- [Directive]: Identify every line in the records below that contains the word "jacket", and copy each of those lines in full.

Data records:

## START

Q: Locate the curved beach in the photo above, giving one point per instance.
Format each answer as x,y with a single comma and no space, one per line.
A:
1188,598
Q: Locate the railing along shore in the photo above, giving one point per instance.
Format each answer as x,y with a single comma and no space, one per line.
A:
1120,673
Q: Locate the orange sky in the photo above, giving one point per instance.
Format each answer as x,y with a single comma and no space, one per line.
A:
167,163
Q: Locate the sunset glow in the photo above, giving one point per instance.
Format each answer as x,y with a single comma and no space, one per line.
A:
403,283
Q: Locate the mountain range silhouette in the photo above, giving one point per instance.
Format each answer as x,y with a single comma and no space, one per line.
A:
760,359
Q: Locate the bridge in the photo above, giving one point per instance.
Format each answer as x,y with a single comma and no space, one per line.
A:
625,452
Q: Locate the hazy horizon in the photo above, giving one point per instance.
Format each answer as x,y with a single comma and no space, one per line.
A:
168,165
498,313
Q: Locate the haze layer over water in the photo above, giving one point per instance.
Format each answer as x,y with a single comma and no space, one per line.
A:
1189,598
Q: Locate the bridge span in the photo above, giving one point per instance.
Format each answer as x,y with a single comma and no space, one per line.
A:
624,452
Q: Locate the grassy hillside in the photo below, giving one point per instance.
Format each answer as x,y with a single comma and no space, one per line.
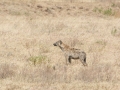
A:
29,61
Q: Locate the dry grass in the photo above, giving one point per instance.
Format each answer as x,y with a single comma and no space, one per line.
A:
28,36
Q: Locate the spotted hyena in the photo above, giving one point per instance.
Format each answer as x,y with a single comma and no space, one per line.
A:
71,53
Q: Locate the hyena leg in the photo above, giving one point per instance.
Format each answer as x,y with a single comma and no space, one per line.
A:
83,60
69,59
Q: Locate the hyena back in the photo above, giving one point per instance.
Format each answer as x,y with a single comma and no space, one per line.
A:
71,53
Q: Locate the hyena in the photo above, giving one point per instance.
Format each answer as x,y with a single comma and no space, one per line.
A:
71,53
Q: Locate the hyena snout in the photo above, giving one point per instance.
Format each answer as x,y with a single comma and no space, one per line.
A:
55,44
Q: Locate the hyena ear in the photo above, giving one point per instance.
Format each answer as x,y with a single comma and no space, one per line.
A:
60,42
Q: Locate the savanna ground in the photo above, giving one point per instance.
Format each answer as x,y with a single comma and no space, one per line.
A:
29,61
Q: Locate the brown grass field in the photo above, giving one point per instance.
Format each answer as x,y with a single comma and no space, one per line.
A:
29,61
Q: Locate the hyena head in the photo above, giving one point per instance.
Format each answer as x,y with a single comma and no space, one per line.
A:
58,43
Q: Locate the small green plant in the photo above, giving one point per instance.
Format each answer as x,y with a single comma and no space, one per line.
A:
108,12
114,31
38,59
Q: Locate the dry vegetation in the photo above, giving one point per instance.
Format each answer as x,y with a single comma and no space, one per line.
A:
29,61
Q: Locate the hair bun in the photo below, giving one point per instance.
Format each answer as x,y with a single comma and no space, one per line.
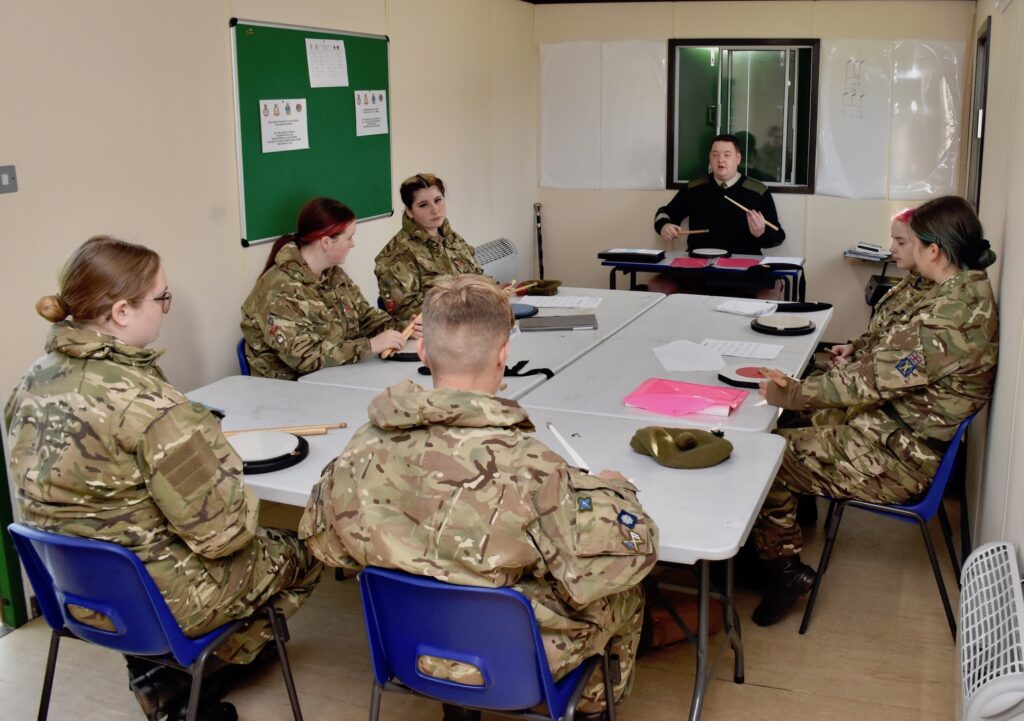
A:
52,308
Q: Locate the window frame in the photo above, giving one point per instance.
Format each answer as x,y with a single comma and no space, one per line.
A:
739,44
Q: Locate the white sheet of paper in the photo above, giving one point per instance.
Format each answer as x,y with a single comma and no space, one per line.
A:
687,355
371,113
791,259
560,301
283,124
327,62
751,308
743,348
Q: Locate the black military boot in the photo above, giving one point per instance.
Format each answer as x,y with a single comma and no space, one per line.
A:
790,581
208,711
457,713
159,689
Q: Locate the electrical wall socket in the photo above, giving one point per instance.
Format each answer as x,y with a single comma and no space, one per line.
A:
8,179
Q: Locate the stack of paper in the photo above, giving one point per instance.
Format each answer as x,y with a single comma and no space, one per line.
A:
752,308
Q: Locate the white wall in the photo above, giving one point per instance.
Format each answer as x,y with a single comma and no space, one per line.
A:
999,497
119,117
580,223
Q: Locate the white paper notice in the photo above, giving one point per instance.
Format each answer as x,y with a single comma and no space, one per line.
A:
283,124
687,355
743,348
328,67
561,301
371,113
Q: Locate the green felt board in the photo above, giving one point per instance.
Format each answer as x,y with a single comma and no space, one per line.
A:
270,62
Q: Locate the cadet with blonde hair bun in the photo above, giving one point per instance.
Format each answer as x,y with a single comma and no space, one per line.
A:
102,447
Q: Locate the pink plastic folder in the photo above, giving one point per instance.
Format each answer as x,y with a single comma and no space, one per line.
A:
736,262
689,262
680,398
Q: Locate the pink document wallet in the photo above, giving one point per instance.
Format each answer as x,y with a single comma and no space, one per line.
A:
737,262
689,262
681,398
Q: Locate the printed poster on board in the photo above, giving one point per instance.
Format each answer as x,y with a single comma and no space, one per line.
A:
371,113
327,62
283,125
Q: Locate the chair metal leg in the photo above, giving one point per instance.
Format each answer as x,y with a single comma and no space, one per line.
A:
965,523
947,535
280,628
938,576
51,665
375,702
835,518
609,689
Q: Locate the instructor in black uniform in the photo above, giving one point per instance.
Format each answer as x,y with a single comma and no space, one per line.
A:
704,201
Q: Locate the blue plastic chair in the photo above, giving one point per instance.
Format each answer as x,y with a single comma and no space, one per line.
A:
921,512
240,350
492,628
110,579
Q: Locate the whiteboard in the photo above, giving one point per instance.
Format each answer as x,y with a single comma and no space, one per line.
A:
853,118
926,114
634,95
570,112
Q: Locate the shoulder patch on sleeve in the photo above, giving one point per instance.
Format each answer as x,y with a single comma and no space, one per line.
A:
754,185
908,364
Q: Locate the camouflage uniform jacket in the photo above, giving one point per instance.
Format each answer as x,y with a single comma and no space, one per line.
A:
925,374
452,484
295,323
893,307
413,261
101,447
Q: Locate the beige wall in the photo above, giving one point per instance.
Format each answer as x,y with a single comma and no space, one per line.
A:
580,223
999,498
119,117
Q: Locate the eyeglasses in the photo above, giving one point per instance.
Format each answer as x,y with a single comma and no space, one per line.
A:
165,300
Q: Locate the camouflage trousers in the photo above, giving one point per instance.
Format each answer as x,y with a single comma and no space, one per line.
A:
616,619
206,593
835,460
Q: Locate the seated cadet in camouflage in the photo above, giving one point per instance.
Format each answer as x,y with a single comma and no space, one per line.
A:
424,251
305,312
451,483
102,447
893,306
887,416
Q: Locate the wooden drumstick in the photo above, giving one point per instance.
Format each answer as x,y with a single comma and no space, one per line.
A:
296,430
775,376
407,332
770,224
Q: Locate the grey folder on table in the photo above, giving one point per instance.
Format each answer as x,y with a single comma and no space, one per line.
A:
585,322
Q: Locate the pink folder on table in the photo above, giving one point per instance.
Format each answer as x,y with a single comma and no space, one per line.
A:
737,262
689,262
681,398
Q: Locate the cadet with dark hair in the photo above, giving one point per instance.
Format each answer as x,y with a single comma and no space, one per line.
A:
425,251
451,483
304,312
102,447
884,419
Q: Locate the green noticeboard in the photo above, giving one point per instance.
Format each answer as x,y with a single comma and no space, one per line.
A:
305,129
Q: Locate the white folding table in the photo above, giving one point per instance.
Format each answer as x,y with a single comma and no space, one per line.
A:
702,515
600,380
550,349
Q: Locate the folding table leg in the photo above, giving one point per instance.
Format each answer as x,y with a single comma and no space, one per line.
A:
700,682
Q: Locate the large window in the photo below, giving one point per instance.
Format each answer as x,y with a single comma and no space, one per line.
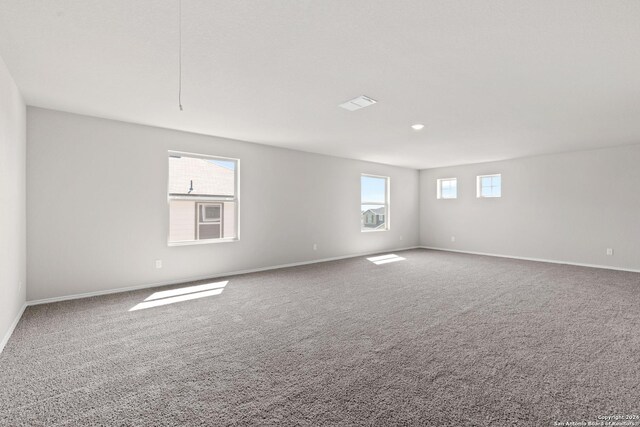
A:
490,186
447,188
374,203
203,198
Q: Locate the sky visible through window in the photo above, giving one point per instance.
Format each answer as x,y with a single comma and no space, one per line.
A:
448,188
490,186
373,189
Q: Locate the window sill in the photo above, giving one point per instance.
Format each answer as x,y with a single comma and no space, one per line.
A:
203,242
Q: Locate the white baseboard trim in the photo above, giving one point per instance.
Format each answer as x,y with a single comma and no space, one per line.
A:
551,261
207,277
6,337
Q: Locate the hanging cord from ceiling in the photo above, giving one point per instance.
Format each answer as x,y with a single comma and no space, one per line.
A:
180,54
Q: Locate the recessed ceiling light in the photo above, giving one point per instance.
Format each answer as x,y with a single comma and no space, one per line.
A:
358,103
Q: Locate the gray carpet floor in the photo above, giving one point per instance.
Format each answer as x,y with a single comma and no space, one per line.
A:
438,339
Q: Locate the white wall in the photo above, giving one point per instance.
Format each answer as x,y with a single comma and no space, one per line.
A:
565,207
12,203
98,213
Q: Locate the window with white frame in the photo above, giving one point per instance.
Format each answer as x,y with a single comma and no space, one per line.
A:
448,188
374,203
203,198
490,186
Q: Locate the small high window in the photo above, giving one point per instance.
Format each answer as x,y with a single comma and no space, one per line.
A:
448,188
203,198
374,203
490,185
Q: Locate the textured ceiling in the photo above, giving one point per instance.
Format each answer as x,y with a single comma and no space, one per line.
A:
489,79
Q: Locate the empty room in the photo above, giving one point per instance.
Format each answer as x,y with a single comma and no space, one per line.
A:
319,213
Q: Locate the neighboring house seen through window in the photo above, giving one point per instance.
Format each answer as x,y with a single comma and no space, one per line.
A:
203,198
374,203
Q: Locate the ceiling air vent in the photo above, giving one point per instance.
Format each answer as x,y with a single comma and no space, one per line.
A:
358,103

## END
## START

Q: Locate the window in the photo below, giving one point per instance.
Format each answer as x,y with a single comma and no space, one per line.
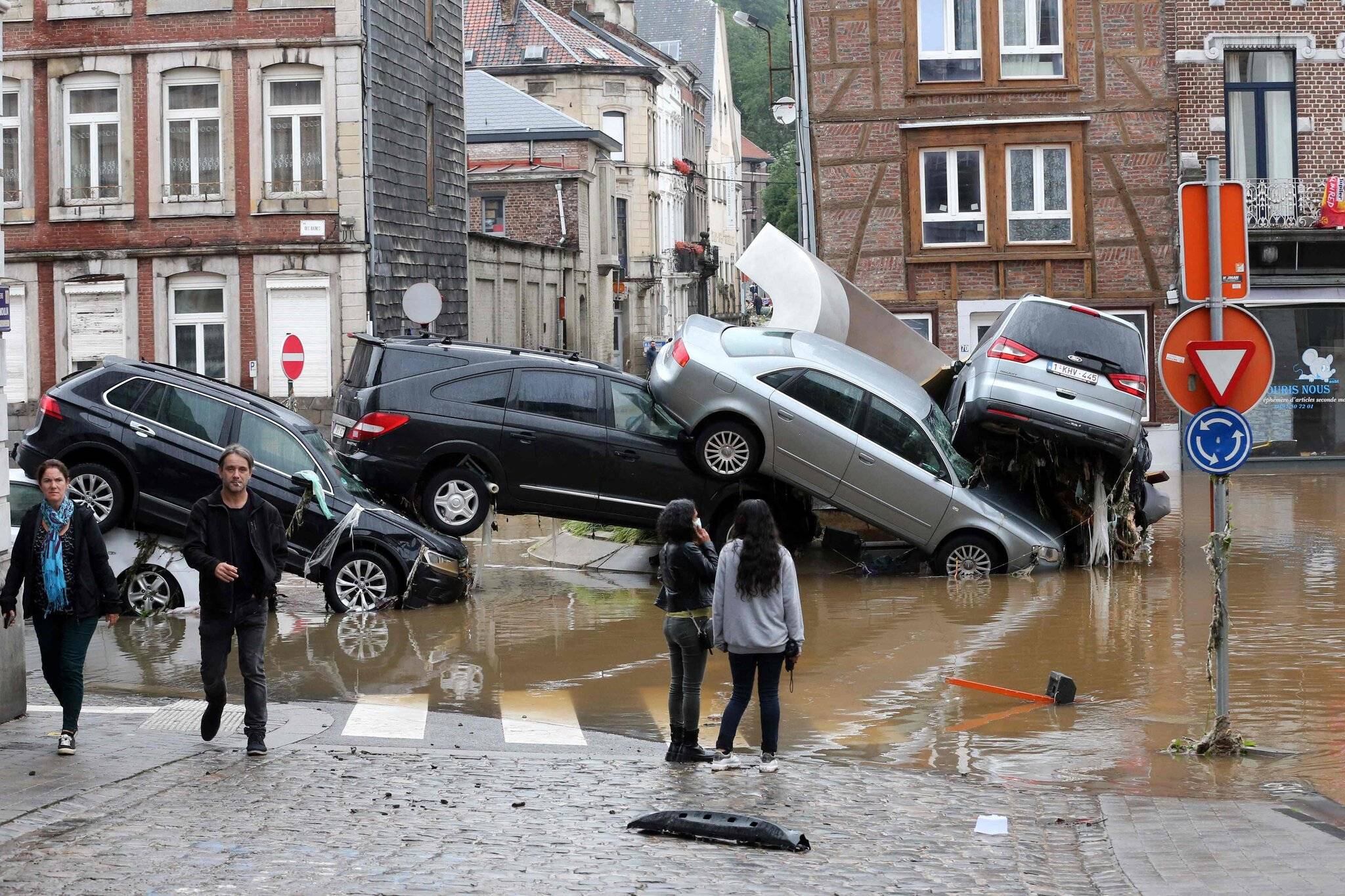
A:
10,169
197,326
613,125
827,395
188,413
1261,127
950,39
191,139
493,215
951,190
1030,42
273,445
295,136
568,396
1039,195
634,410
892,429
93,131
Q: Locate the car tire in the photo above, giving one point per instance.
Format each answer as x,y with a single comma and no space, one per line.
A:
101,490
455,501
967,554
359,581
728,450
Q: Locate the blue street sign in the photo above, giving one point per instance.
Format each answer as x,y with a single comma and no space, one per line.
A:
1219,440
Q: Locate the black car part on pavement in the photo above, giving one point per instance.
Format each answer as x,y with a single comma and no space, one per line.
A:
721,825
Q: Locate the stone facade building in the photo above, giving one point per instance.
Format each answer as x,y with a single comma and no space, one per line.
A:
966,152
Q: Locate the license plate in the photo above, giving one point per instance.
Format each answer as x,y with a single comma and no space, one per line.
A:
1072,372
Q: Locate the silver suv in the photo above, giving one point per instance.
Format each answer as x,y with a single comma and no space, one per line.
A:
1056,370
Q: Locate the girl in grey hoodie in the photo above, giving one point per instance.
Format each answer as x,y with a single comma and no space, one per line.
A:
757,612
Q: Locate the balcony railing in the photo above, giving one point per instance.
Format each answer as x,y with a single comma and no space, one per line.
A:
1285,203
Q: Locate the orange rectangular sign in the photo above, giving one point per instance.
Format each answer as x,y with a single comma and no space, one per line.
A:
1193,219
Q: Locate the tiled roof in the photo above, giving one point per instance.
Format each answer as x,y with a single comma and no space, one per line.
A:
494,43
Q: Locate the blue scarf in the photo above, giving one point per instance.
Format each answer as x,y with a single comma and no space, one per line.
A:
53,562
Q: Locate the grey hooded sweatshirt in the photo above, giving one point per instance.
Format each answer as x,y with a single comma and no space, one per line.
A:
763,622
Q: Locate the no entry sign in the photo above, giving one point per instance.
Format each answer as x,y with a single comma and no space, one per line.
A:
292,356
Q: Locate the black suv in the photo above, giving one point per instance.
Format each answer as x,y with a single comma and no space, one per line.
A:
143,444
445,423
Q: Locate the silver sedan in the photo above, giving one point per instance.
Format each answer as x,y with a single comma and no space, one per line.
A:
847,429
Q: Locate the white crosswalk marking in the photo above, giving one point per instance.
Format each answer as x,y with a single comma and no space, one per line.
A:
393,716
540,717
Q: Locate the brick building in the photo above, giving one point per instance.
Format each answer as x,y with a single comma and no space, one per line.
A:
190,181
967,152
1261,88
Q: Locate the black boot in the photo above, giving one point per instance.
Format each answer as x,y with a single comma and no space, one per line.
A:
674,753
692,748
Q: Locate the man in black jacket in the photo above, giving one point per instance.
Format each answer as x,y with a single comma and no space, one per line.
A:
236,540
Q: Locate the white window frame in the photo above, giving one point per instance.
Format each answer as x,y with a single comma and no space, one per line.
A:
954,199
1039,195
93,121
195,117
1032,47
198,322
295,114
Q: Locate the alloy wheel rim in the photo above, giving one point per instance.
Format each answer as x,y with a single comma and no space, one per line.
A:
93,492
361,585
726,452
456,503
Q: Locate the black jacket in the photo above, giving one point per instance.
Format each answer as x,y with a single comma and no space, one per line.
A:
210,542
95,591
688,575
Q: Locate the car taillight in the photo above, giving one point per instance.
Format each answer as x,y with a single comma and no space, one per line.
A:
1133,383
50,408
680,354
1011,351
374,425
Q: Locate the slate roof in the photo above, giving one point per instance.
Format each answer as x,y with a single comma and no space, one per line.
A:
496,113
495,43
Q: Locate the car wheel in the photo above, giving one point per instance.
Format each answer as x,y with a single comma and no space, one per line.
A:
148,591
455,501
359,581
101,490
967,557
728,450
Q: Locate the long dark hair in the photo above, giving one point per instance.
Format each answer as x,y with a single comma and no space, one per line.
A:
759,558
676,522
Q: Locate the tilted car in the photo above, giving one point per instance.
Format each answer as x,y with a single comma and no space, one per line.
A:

## END

- [Exercise result]:
Q: Locate the camouflage uniform jacket in the photo above, giving one point per instance.
Q: Locate the man in black jacket in the photo above, giving one point per instance.
Q: Locate the black jacket in the photo above, giving one point per instance.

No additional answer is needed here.